WHAT IS ASKED - The required result is the exact run of lines beginning at the one containing "TARGET = yellow flower" and ending at the last line of the entries.

SUPPLIED INFORMATION -
>>>
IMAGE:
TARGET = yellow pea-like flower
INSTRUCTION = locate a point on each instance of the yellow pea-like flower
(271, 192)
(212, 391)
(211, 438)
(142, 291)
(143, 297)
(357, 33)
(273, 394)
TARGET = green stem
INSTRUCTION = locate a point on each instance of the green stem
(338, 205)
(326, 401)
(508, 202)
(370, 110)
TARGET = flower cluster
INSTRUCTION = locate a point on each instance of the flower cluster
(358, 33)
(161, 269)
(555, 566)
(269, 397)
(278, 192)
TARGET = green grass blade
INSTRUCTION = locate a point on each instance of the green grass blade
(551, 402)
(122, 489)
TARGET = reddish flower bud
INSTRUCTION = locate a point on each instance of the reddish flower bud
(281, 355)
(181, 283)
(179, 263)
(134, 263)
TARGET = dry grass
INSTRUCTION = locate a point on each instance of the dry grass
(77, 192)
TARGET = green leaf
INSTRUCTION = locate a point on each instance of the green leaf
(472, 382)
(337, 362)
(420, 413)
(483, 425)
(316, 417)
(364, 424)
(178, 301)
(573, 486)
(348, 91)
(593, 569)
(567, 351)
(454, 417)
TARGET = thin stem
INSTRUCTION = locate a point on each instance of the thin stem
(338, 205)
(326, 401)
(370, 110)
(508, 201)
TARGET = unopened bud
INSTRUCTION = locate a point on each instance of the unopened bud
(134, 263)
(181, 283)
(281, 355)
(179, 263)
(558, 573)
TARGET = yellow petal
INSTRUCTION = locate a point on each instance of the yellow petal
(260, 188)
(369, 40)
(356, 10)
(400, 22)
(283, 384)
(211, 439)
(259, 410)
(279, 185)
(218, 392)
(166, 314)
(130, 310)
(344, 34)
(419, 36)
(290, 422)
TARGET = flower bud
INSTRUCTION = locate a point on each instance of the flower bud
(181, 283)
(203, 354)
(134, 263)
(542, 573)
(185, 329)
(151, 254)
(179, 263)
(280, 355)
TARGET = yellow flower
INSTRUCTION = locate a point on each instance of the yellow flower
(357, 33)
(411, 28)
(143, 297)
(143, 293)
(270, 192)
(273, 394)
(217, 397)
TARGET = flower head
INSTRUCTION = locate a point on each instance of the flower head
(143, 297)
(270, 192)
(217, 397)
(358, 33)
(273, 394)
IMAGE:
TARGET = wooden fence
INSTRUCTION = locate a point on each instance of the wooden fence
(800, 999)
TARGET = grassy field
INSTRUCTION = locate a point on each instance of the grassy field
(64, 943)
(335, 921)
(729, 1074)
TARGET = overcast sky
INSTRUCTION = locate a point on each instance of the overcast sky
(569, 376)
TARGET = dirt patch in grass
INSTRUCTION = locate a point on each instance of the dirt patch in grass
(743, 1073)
<<<
EXERCISE SOLUTION -
TARGET = yellow flower
INSTRUCTION = locate a point on each instance of the yellow flower
(357, 33)
(411, 28)
(143, 297)
(143, 293)
(270, 192)
(273, 394)
(217, 397)
TARGET = flower head
INSTRUCTION = locate a point on each instance of the flower head
(143, 297)
(270, 192)
(217, 397)
(358, 33)
(273, 394)
IMAGE:
TARGET = wooden fence
INSTRUCTION = locate a point on each instance of the wooden fence
(800, 999)
TARGET = grassy field
INSTRUCTION = locate a point on each instance of the grassy field
(64, 943)
(335, 921)
(729, 1074)
TARGET = overcast sky
INSTRUCTION = locate a point on each instance of the overcast sky
(569, 376)
TARGET = dirt patch in grass
INSTRUCTION = locate a point on each instance of the dirt patch in grass
(743, 1073)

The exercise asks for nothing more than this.